* [Exercise prompt]: Exact copy, no pictures: repeat the data that follows.
((
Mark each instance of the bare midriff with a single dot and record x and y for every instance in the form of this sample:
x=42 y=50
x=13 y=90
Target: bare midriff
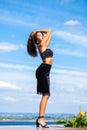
x=48 y=61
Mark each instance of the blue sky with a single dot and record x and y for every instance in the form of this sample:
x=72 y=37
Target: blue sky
x=68 y=21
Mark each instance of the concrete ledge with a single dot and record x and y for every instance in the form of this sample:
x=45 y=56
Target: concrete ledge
x=34 y=128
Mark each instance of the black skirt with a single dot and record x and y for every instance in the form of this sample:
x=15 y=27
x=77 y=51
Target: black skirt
x=43 y=79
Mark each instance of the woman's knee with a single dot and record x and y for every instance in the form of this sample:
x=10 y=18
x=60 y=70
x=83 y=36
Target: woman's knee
x=46 y=96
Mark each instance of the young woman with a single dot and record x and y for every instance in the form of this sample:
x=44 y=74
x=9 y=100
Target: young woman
x=40 y=39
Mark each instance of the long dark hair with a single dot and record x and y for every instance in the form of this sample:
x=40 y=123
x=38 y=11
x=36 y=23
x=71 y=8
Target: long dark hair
x=31 y=45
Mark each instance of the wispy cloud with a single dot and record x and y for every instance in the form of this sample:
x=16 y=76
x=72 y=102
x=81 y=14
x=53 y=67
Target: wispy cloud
x=72 y=23
x=77 y=53
x=9 y=99
x=16 y=66
x=72 y=38
x=8 y=85
x=9 y=18
x=7 y=47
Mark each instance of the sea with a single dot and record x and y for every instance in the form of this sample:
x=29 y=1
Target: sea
x=8 y=119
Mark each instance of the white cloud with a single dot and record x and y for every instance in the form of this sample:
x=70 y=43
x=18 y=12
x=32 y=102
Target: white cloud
x=9 y=18
x=72 y=22
x=16 y=66
x=80 y=101
x=71 y=52
x=7 y=85
x=7 y=47
x=9 y=99
x=72 y=38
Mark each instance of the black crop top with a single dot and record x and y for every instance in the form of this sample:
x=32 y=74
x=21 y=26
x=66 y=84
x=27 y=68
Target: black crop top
x=47 y=53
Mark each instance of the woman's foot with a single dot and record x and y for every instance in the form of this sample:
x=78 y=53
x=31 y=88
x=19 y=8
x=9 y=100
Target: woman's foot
x=41 y=121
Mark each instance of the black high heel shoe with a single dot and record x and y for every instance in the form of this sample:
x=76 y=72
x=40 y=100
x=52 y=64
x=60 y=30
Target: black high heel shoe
x=37 y=123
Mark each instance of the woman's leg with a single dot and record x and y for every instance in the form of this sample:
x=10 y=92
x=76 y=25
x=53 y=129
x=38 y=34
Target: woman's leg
x=42 y=108
x=43 y=104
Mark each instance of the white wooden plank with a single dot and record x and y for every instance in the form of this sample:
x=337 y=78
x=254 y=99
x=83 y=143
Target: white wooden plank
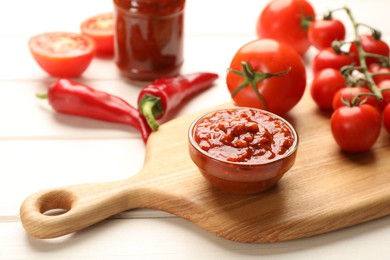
x=173 y=238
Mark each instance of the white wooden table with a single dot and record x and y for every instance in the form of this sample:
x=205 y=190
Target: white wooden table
x=40 y=149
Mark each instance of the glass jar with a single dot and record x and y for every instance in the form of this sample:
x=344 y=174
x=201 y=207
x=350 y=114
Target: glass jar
x=149 y=38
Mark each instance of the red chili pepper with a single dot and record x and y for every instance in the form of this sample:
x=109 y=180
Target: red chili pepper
x=73 y=98
x=165 y=94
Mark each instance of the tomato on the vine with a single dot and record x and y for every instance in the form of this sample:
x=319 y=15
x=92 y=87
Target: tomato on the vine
x=62 y=54
x=385 y=87
x=356 y=128
x=328 y=58
x=376 y=68
x=322 y=33
x=101 y=29
x=386 y=118
x=348 y=94
x=371 y=45
x=324 y=86
x=267 y=74
x=286 y=21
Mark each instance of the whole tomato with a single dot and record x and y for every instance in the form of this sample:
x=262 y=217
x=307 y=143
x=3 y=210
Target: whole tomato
x=370 y=44
x=328 y=58
x=356 y=128
x=267 y=74
x=386 y=118
x=324 y=86
x=348 y=94
x=322 y=33
x=284 y=20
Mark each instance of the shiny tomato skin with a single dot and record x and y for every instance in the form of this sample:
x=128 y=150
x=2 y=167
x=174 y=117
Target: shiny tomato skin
x=328 y=58
x=349 y=93
x=356 y=129
x=281 y=20
x=101 y=29
x=322 y=33
x=324 y=86
x=370 y=45
x=386 y=118
x=62 y=54
x=280 y=93
x=384 y=84
x=376 y=68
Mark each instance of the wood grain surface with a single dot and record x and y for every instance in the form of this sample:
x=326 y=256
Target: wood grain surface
x=325 y=190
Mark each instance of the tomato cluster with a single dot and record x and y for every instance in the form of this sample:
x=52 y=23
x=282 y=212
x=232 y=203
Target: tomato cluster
x=351 y=79
x=68 y=55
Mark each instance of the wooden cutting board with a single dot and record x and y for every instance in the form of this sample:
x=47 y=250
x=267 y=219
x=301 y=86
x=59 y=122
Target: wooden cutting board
x=325 y=190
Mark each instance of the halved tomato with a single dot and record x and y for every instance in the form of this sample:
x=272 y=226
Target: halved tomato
x=62 y=54
x=101 y=29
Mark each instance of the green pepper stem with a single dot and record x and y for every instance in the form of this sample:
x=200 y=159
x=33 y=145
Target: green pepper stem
x=150 y=108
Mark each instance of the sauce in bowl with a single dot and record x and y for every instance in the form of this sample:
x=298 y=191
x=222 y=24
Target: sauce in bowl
x=242 y=150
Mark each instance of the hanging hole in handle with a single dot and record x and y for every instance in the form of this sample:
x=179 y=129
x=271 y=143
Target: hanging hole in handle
x=55 y=203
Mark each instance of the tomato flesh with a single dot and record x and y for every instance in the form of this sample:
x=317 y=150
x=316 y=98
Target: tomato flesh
x=62 y=54
x=101 y=29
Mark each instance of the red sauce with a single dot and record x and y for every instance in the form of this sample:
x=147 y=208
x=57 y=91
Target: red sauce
x=149 y=38
x=244 y=135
))
* [Answer to the exercise]:
Mark each instance of the bare midriff with a single dot and record x and y for every instance in the form of this sample:
x=42 y=50
x=13 y=90
Target: bare midriff
x=48 y=61
Mark each instance of the blue sky with a single dot and record x and y for every instance in the form of this sample:
x=72 y=37
Target: blue sky
x=68 y=21
Mark each instance of the concrete ledge with a single dot and record x and y for every instance in the form of this sample:
x=45 y=56
Target: concrete ledge
x=34 y=128
Mark each instance of the black skirt with a single dot and record x and y for every instance in the form of this sample:
x=15 y=27
x=77 y=51
Target: black skirt
x=43 y=79
Mark each instance of the woman's knee with a single dot and record x and y for every instance in the form of this sample:
x=10 y=18
x=60 y=70
x=83 y=36
Target: woman's knee
x=46 y=96
Mark each instance of the young woman with a single dot and record x and y for every instance in the form of this sample:
x=44 y=74
x=9 y=100
Target: young woman
x=40 y=39
Mark each instance of the long dark hair with a single dot and record x and y for every instance in the form of this sample:
x=40 y=123
x=38 y=11
x=36 y=23
x=71 y=8
Target: long dark hair
x=31 y=45
Mark each instance of the wispy cloud with a single dot and record x and y for every instance in the form of this sample:
x=16 y=76
x=72 y=102
x=81 y=14
x=53 y=67
Target: wispy cloud
x=72 y=23
x=77 y=53
x=9 y=99
x=16 y=66
x=72 y=38
x=8 y=85
x=9 y=18
x=7 y=47
Mark each instance of the sea with a single dot and record x and y for every instance in the form of this sample:
x=29 y=1
Target: sea
x=8 y=119
Mark each instance of the white cloud with a single dot and record x and y for every instance in the form of this sample:
x=70 y=43
x=18 y=12
x=32 y=102
Target: white cloud
x=9 y=18
x=72 y=22
x=16 y=66
x=80 y=101
x=71 y=52
x=7 y=85
x=7 y=47
x=9 y=99
x=72 y=38
Mark each instance of the black crop top with a single dot and record x and y for every instance in the form of this sample:
x=32 y=74
x=21 y=26
x=66 y=84
x=27 y=68
Target: black crop top
x=47 y=53
Mark each instance of the woman's foot with a single dot and record x and y for every instance in the form of this sample:
x=78 y=53
x=31 y=88
x=19 y=8
x=9 y=100
Target: woman's foot
x=41 y=121
Mark each instance of the black high heel shoe with a single dot and record x and y for every instance in the form of this sample:
x=76 y=72
x=40 y=100
x=52 y=64
x=60 y=30
Target: black high heel shoe
x=37 y=123
Mark each instance of the woman's leg with a single dot and record x and y for every instance in the form of this sample:
x=10 y=92
x=76 y=25
x=53 y=129
x=38 y=34
Target: woman's leg
x=42 y=108
x=43 y=104
Mark each instance of the white wooden plank with a single dot and record x and y for every instance in the form of this sample:
x=337 y=78
x=254 y=99
x=83 y=143
Target: white wooden plank
x=173 y=238
Mark each instance of the white wooden table with a single dot and record x and y for every instance in the form of this sample:
x=205 y=190
Target: white wooden table
x=40 y=149
Mark each instance of the glass jar with a single dot and record x and y for every instance in the form of this sample:
x=344 y=174
x=201 y=207
x=350 y=114
Target: glass jar
x=149 y=38
Mark each instance of the red chili pepper with a single dot and record x and y for every instance in the form of this sample:
x=109 y=180
Target: red chili pepper
x=73 y=98
x=165 y=94
Mark each instance of the tomato on the vine with a single dot and record x and y for every instance in the form of this sample:
x=319 y=15
x=92 y=87
Target: tomato on the vine
x=62 y=54
x=385 y=87
x=356 y=128
x=328 y=58
x=376 y=68
x=322 y=33
x=101 y=29
x=386 y=118
x=348 y=94
x=371 y=45
x=324 y=86
x=267 y=74
x=286 y=21
Mark each instance of the whole tomato with a single dot and record x and y for every instance in the form of this sample:
x=262 y=217
x=307 y=143
x=3 y=210
Target: whole tomato
x=370 y=44
x=328 y=58
x=356 y=128
x=267 y=74
x=386 y=118
x=324 y=86
x=348 y=94
x=322 y=33
x=284 y=20
Mark each instance of the shiny tomato skin with a single dot and record x and y for every instance in the form of this sample:
x=128 y=150
x=2 y=167
x=174 y=117
Target: shiny tomato skin
x=328 y=58
x=349 y=93
x=356 y=129
x=281 y=20
x=101 y=29
x=322 y=33
x=324 y=86
x=370 y=45
x=386 y=118
x=62 y=54
x=280 y=93
x=384 y=84
x=376 y=68
Mark each instance of the wood grain surface with a single dot and record x and y for every instance in the form of this sample:
x=326 y=256
Target: wood grain surface
x=325 y=190
Mark each instance of the tomato cluster with a single dot and record x and y for every instance in the form of this sample:
x=52 y=23
x=282 y=212
x=232 y=203
Target: tomato cluster
x=351 y=79
x=68 y=55
Mark each instance of the wooden cutting board with a single dot and record x and y for every instance in the form of this sample:
x=47 y=250
x=267 y=219
x=301 y=86
x=59 y=122
Target: wooden cutting board
x=325 y=190
Mark each instance of the halved tomato with a single dot and record x and y for every instance in the form of this sample:
x=272 y=226
Target: halved tomato
x=62 y=54
x=101 y=29
Mark each instance of the green pepper stem with a single dot and record x and y for every instance in the form of this sample:
x=200 y=159
x=33 y=145
Target: green pepper stem
x=150 y=108
Mark each instance of the sauce in bowl with a single dot and record x and y for every instance in the form of this sample:
x=298 y=191
x=222 y=24
Target: sauce in bowl
x=242 y=150
Mark each instance of the hanging hole in handle with a single dot and record x and y for every instance in the form of this sample:
x=179 y=129
x=271 y=143
Target: hanging hole in handle
x=55 y=203
Mark each instance of the tomato flesh with a single dot and record x and y for every instance in the form of this sample:
x=317 y=150
x=316 y=98
Target: tomato flesh
x=62 y=54
x=101 y=29
Mark each instance of the red sauce with a single dot and record x and y for every instance in the form of this sample:
x=147 y=208
x=57 y=91
Target: red sauce
x=149 y=38
x=244 y=135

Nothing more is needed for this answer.